Supplied passage:
==================================================

Skip to main content

Engineering-genes Based Modelling of Biochemical Reaction Networks

A section of DNA microarray
Fig 1. A section of DNA microarray – the luminosity of each dot is used to measure the relative expression levels of different gene products in the cell

Researchers: Mr Padhraig Gormley and Dr Kang Li


Only in recent years, systems biology or molecular systems biology have emerged as new promising approaches in biology to build better predictive models of diagnosis, prognosis, and therapy, and to unravel the basic dynamic processes, feedback control loops, and signalling network and regulation mechanisms at the cellular level of the living creatures. In particular, high-throughput genomic microarray and proteomic technology allow simultaneously monitoring of the activity and temporal relations of numerous genes and the concentrations of proteins and metabolites (see Figure 1), thus allows the study to infer network connections between particular genes that interact with each other and conversely, genes that are entirely unrelated. By inferring these gene regulatory networks we can gain insight into the function of the underlying biological processes and uncover previously unknown relationships between molecular species within the cell. It can be forecasted that accurate modelling of these molecular processes can provide an inexpensive method for testing molecular targets and hypotheses relating to many types of genetic diseases such as cancer.


However, in system biology, investigators are confronted with the high dimensionality problem, i.e. each data sample could be defined by hundreds or thousands of measurements that might be concurrently obtained. For example, it is typically estimated that the human genome consists of up to 25,000 genes. Attempting to extract meaningful expression patterns, or to infer related genes and pathways, from small sets of (time-series) data in such high dimensional space is incredibly difficult.

The aim of this project is to use engineering-genes based method to reverse engineer the network structure and parameters of the hidden system from the gene expression data.


Methods and Results

In systems biology, molecular interactions are typically modelled using white-box methods, usually based on mass action kinetics. Unfortunately, problems with dimensionality can arise when the number of molecular species in the system is very large, which make the system modelling and behaviour simulation extremely difficult or computationally too expensive. As an alternative, the work carried out first is to apply a novel two stage method to identify a black-box model of the MAPK signal transduction pathway and the Brusselator using noisy data of different size. This type of method creates a simple linear-in-the-parameters model using regression of data, where the output of the model at any time is a function of previous system states of interest. One of the main objectives in building black-box models is to produce an optimal sparse nonlinear one to effectively represent the system behaviour. Simulation results confirm the efficacy of the black-box modelling method which offers an alternative to the computationally expensive conventional approach (see Figures 2 and 3).

==================================================

Data shown:
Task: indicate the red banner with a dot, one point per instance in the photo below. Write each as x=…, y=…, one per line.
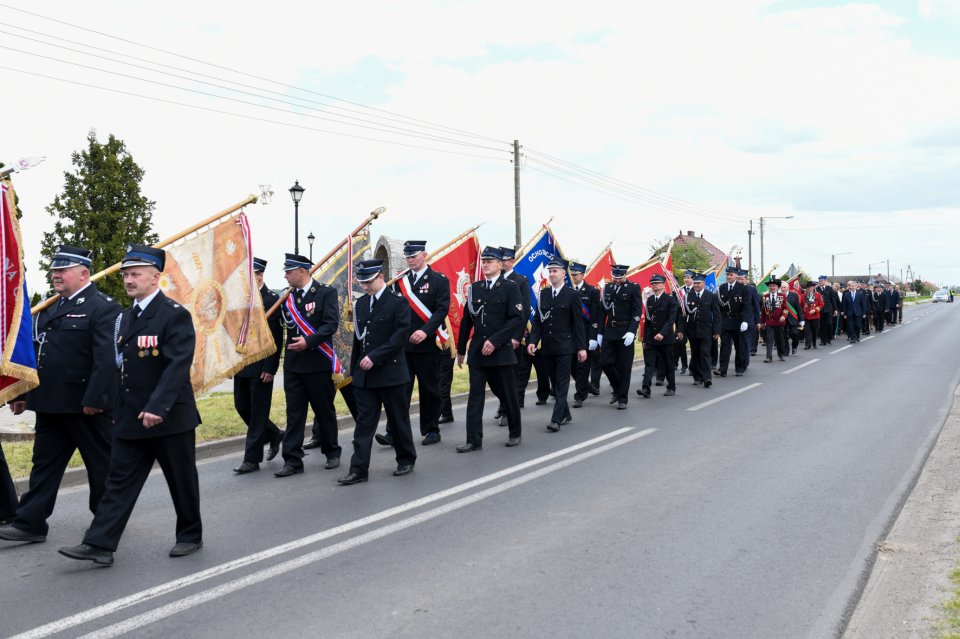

==================================================

Assigned task A:
Transcribe the page on modelling biochemical reaction networks from "However, in system" to "is incredibly difficult.".
Assigned task B:
According to the page on modelling biochemical reaction networks, how many genes is the human genome typically estimated to contain?
Assigned task C:
Carry on the page on modelling biochemical reaction networks from the point where it stops.
The material has nothing to do with the page on modelling biochemical reaction networks.

Final answer A:
However, in system biology, investigators are confronted with the high dimensionality problem, i.e. each data sample could be defined by hundreds or thousands of measurements that might be concurrently obtained. For example, it is typically estimated that the human genome consists of up to 25,000 genes. Attempting to extract meaningful expression patterns, or to infer related genes and pathways, from small sets of (time-series) data in such high dimensional space is incredibly difficult.

Final answer B:
Up to 25,000 genes.

Final answer C:
Fig 2. Modelling of MAPK signal transduction pathway showing MAPK signal transduction pathway
Fig 3. Modelling of MAPK signal transduction pathway showing modelling results using only 30 data samples

Fig 4. The coevolutionary algorithm evolves 2 populations in tandem – a population of candidate models (differential equations) and a population of tests (initial conditions). A test is used to perturb the target system and the results are passed to the modelling stage fit candidate models to the target data. The fittest member of each population is passed to the other population after each evolutionary cycle.

Next, the research is focused on modelling of signalling pathway using eng-genes based reverse engineering approach, where the structure and parameters of nonlinear models are reverse engineered. Firstly, the model structure is selected from a pool of engineering genes – fundamental nonlinear functions relating to the system behaviour extracted ‘a priori’ bio-chemical knowledge. The final structure and model parameters are then searched using a coevolutionary approach, which consists of two separate populations of candidate models and intelligent tests to perturb the models (see Figure 4). These two populations are evolved in tandem to improve the modelling accuracy and speed of convergence.


This work has been partially supported by the Engineering and Physical Sciences Research Council (EPSRC) for funding this project (GR/S85191/01), and Department for Employment and Learning (Northern Ireland).


  1. P. Gormley, K Li, G. W. Irwin, “Modelling molecular interaction pathway using a two-stage Identification Algorithm”, Systems and Synthetic Biology (accepted), 2008.
  2. K. Li, X. Li. G. Irwin, G. He (editors), Life system modelling and simulation. Lecture Notes in Bioinformatics, Springer-Verlag GmbH. LNBI 4689, 2007.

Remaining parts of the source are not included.